第19回 病院を変えた訳
妊娠中期に入る頃、私は通う病院を替えることにした。NHSではまず、住まいから最も近い病院に割り当てられるのだが、私が割り当てられたのはA病院。この病院は建物が古く、辛気くさい雰囲気が漂う上に、受付などのアドミン・スタッフの顔が一様に曇っている。まあ、英国らしいと言えば英国らしいかも、とあまり気にしないようにし、何度かあった病院側の些細なミスも「英国だから」と我慢した。
そんなある日、急な胸の痛みでA病院の緊急外来に駆け込むことになったのだが、何と、他に誰もいない受付で30分以上待たされた。受付係に何度か声をかけるものの、何らかのペーパーワークに没頭しているらしく、「ちょっと待って!」と返事が返ってくるのみ。これでは緊急の意味がないし、もし出血多量の患者だったら待っている間にこと尽きてしまうぞ、とそれまで抱えていた漠然とした不満が爆発し、病院を移ることを決意した。
GPで渡された近郊の病院リストから、産婦人科の充実していそうなB病院に目星を付け、電話でアポをとってB病院のコンサルタント・ミッドワイフ(助産婦)に会うことに。夫にも判断してほしいので、彼と2人で出掛けた。B病院に足を踏み入れると、まず明るい病院内に感じの良いカフェ、にこやかに挨拶してくれるスタッフたち。ふむふむ、好印象。コンサルタント・ミッドワイフも非常に親切に接してくれ、夫とその場で意見が一致し、B病院にケアを移すことにした。

◆ ◆ ◆ ◆

やること
(a) 原文によると、筆者はA病院の緊急外来の受付でどれくらい待たされたか。
(b) 原文の「第19回 病院を変えた訳」から「不満が爆発し、病院を移ることを決意した。」までを、「不満が爆発し、病院を移ることを決意した。」も含めてそのまま書き写せ。
(c) 原文で、B病院に足を踏み入れた筆者がまず目にしたものとして挙げられているものをすべて書け。

◆ ◆ ◆ ◆

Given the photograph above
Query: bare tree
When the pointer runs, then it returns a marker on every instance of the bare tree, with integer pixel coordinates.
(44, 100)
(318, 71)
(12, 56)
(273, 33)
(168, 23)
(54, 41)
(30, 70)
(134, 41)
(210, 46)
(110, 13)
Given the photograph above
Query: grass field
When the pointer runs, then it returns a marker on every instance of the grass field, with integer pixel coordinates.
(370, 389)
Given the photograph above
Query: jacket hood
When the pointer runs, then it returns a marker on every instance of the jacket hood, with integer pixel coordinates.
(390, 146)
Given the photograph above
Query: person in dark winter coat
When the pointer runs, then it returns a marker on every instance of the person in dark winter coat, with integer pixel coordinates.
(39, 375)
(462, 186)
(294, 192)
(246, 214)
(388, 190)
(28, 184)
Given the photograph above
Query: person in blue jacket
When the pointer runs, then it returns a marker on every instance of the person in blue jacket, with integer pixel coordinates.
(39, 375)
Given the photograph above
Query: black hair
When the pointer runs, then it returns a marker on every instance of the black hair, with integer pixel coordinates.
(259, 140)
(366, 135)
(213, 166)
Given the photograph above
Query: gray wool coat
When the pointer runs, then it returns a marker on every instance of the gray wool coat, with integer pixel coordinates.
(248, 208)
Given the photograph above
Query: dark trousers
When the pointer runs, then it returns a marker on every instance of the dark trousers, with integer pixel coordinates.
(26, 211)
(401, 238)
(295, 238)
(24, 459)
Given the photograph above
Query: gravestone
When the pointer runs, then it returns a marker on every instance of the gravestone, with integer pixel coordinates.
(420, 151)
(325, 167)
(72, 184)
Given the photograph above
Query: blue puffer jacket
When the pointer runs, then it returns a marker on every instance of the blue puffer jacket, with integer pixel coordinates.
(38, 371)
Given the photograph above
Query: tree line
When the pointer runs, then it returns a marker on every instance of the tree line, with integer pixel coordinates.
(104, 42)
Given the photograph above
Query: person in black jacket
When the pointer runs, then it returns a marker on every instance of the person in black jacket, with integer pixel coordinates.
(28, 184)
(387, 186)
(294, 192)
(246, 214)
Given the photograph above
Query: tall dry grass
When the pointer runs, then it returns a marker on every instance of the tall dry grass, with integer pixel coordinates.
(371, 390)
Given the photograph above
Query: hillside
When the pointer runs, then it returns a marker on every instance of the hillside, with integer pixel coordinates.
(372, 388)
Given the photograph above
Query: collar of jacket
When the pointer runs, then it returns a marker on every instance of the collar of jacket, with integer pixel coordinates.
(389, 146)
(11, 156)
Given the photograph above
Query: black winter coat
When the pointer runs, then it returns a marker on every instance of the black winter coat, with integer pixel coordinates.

◆ ◆ ◆ ◆

解答
(a) 30分以上。

(b)
第19回 病院を変えた訳
妊娠中期に入る頃、私は通う病院を替えることにした。NHSではまず、住まいから最も近い病院に割り当てられるのだが、私が割り当てられたのはA病院。この病院は建物が古く、辛気くさい雰囲気が漂う上に、受付などのアドミン・スタッフの顔が一様に曇っている。まあ、英国らしいと言えば英国らしいかも、とあまり気にしないようにし、何度かあった病院側の些細なミスも「英国だから」と我慢した。
そんなある日、急な胸の痛みでA病院の緊急外来に駆け込むことになったのだが、何と、他に誰もいない受付で30分以上待たされた。受付係に何度か声をかけるものの、何らかのペーパーワークに没頭しているらしく、「ちょっと待って!」と返事が返ってくるのみ。これでは緊急の意味がないし、もし出血多量の患者だったら待っている間にこと尽きてしまうぞ、とそれまで抱えていた漠然とした不満が爆発し、病院を移ることを決意した。

(c) 明るい病院内、感じの良いカフェ、にこやかに挨拶してくれるスタッフたち